§ Aufgabenbeschreibung: Greif den Text über den Fachkräftemangel im Flugzeugunterhalt wieder auf und schreib ihn nach seinem letzten Satz weiter.

§ Text zum Lesen:
○ ○ ○ ○ ○ ○ ○

Der Verband Schweizerischer Flugtechnischer Betriebe hat im Februar einen Workshop zum Thema "Fachkräftemangel im Flugzeugunterhalt" durchgeführt. Ziel des Workshops war es, Lösungen und Alternativen zu entwickeln, um auch in Zukunft genügend qualifizierte Fachkräfte für den Unterhaltsbereich unserer Industrie zu finden.

 

Eines muss ich vorweg ganz klar sagen: Wir werden kurz- und mittelfristig kaum Schweizer Personal finden, um den Fachkräftemangel zu beheben. Es braucht also Alternativen.

 

Ein Thema, das in der Luftfahrtindustrie lange Zeit allgegenwärtig war, aber viel zu wenig Beachtung fand, da die Unternehmen auf Leiharbeitskräfte (Contractor) oder ausländische Fachkräfte zurückgreifen konnten. Inzwischen gibt es Vorgaben der nationalen Luftfahrtbehörden, wie hoch der Anteil von Zeitarbeitskräften und fest angestelltem Personal sein soll. Dies wird auch genau überwacht. Auch der Markt für ausländische Fachkräfte ist verschlossen. Sei es, dass die Einstellungshürden in der Schweiz ausserhalb der EU/EFTA sehr hoch sind, wenn ich EU/EFTA Personal finde, welches qualifiziert ist, scheitert es meist an den Schweizer Arbeitsbedingungen. Da meist im 24/7 Schichtbetrieb gearbeitet wird, machen es die Vorgaben des SECO fast unmöglich, einen attraktiven Schichtplan für die MA zu erstellen (Nacht- und Wochenend- bzw. Feiertagsarbeit sind in der Schweiz verboten). Auch die Schwierigkeit, privat eine geeignete Wohnung zu finden, stellt oft ein Problem dar. Zudem sind die Anstellungsbedingungen wie z.B. die Wochenarbeitszeit oder das Gehalt im internationalen Vergleich nicht mehr konkurrenzfähig. Hier muss etwas passieren:

  • Schichtpläne: Soweit mir bekannt ist, hat das SECO alle Sonderbewilligungen bis auf weiteres aufgehoben/auf Eis gelegt und attraktive Modelle wie z.B. 5/5 oder auch 7/7 mit einer Normalarbeitszeit von 42.5 Stunden sind rechtlich nicht mehr möglich. Hier braucht es eine Anpassung des Arbeitsgesetzes und die Arbeitgeber müssen hier von den klassischen 42.5 Stunden wegkommen.

○ ○ ○ ○ ○ ○ ○

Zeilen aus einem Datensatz
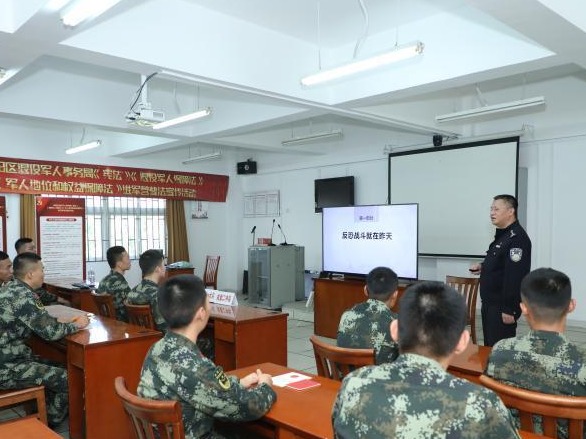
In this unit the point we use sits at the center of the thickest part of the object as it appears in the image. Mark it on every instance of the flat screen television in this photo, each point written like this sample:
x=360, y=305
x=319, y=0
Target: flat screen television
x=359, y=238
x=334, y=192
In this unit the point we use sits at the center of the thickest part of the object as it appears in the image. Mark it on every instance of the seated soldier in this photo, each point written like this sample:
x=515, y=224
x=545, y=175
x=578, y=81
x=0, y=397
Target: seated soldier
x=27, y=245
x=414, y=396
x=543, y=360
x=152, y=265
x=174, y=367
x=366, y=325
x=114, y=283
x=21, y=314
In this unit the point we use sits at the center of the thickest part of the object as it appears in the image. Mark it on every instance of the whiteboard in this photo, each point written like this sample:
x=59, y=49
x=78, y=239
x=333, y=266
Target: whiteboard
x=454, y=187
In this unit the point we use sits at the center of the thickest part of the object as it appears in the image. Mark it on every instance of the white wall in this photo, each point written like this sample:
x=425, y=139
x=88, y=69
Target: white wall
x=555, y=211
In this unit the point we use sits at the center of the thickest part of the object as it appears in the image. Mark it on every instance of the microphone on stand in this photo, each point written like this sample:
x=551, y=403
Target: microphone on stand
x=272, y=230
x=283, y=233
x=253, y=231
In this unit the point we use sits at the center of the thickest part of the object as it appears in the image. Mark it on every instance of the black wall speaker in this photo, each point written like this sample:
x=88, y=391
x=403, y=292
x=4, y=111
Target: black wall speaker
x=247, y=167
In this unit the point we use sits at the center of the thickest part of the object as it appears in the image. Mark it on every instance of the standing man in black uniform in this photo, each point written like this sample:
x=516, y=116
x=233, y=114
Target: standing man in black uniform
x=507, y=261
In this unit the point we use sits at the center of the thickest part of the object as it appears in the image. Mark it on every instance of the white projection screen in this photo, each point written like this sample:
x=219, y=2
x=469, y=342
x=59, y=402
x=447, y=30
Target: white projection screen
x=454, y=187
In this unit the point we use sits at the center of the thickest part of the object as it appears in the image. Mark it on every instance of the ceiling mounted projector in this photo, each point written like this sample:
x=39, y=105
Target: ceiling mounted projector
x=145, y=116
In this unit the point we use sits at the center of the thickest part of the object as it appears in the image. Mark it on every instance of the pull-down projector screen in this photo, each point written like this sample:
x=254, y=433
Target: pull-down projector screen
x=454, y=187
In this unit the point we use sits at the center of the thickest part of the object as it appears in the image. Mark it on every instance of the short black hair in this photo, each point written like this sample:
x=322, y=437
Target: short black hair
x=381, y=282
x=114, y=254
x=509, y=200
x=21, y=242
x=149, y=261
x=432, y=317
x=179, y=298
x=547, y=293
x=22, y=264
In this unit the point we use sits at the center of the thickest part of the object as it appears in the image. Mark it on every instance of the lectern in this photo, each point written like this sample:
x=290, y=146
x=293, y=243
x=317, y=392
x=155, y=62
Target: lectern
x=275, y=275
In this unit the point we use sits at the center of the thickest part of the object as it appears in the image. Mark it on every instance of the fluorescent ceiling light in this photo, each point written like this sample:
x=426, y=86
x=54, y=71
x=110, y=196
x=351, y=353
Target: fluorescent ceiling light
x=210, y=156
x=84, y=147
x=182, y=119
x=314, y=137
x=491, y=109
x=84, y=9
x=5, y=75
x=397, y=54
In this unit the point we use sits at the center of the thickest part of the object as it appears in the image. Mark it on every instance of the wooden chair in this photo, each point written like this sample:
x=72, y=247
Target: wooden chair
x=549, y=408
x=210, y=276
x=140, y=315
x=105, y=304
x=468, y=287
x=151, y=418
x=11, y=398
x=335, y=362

○ ○ ○ ○ ○ ○ ○

§ Ergebnis:
  • Für das Onboarding in der Schweiz ist die Unterstützung des Arbeitgebers gefragt, ein gutes Beispiel ist z.B. die "Helvetic-WG".
  • Die Gehälter müssen wieder marktgerecht werden. Vergleicht man die Gehälter von Medizintechnikern oder IT-Technikern, so ist die Bezahlung nicht mehr marktgerecht. Angesichts der Verantwortung, die die Mitarbeiter tragen (z.B. Freigabe für Arbeiten an der Flugsteuerung), steht die Diskrepanz in der Entlohnung in keinem Verhältnis zur Verantwortung, die sie tragen.

 

Auch das Thema Mitarbeiterführung spielt eine nicht zu unterschätzende Rolle. Ein autoritärer oder militärischer Führungsstil ist immer noch weit verbreitet. Die vorherrschenden traditionellen Führungsstile kommen bei jüngeren Generationen wie der Generation Z, die Flexibilität, Innovation und ein zielorientiertes Arbeitsumfeld bevorzugen, nicht gut an. Ich muss zugeben, dass die Luftfahrt ein stark reguliertes Umfeld ist, in dem die strikte Einhaltung von Vorschriften zwingend ist. Das steht nicht unbedingt im Widerspruch zu modernen Führungsstilen, aber es ist ein Problem, das gelöst werden kann. Dieser Artikel geht gut darauf ein: https://www.cio.de/a/wie-ein-moderner-fuehrungsstil-aussieht,3260793

 

 

Der SVFB hat nun folgende Punkte ausgewählt, um das Thema weiter voranzutreiben und Lösungsansätze zu finden:

  1. Optimisation of the lateral entry model for licensed Aircraft Technicians
  2. Development of an own apprenticeship for Aircraft Technicians
  3. Harmonisation of Swiss and European regulations (FOCA & EASA)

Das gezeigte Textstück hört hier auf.